_Data supplied:_

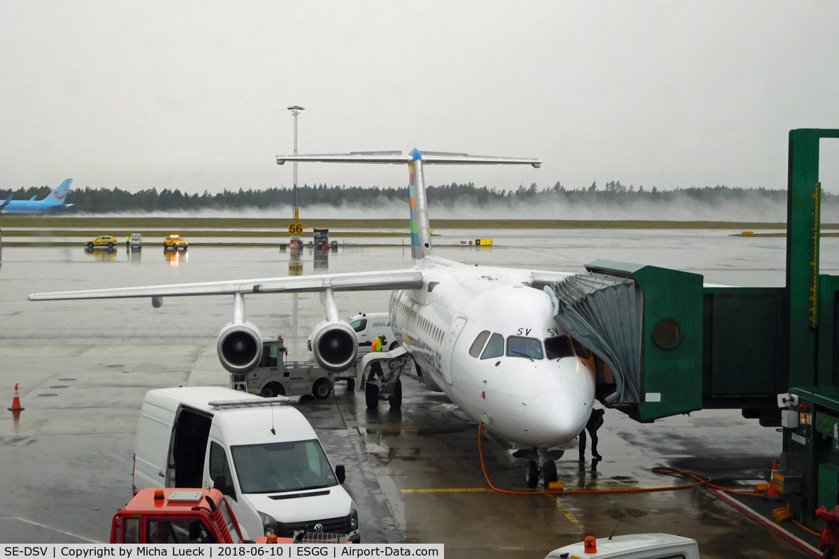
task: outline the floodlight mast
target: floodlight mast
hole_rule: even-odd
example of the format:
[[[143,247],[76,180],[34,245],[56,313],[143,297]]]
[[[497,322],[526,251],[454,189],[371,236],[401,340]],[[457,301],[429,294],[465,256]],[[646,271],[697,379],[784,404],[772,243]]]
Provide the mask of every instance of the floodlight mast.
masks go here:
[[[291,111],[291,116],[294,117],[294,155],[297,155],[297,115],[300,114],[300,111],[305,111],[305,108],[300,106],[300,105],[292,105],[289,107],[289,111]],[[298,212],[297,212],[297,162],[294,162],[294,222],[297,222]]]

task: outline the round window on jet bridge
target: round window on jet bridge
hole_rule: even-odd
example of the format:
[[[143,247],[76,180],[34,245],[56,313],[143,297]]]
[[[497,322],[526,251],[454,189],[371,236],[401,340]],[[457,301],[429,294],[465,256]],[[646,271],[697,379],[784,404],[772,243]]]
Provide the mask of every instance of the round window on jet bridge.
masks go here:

_Exercise:_
Reproduce every line of the listing above without any changes, leaving out the pictures.

_Written reply:_
task: outline the floodlight mast
target: floodlight mast
hole_rule: even-odd
example of the format:
[[[143,247],[76,180],[34,245],[56,313],[143,297]]]
[[[497,322],[526,251],[454,189],[371,236],[401,340]],[[457,301],[429,294],[465,256]],[[646,271],[697,379],[784,404],[772,243]]]
Provide the mask of every instance of the floodlight mast.
masks go here:
[[[291,111],[291,116],[294,117],[294,155],[297,155],[297,115],[300,114],[300,111],[305,111],[305,108],[300,106],[300,105],[292,105],[289,107],[289,111]],[[298,212],[297,212],[297,162],[294,162],[294,222],[297,222]]]

task: outline the round window on jet bridge
target: round window on jet bridge
hole_rule: even-odd
example of the format:
[[[143,247],[76,180],[34,245],[56,313],[143,297]]]
[[[497,322],[526,251],[454,189],[371,236],[401,340]],[[457,301],[429,294],[465,256]],[[646,271],[697,379],[784,404],[772,243]]]
Provide the mask of every instance of the round window on jet bridge.
masks go here:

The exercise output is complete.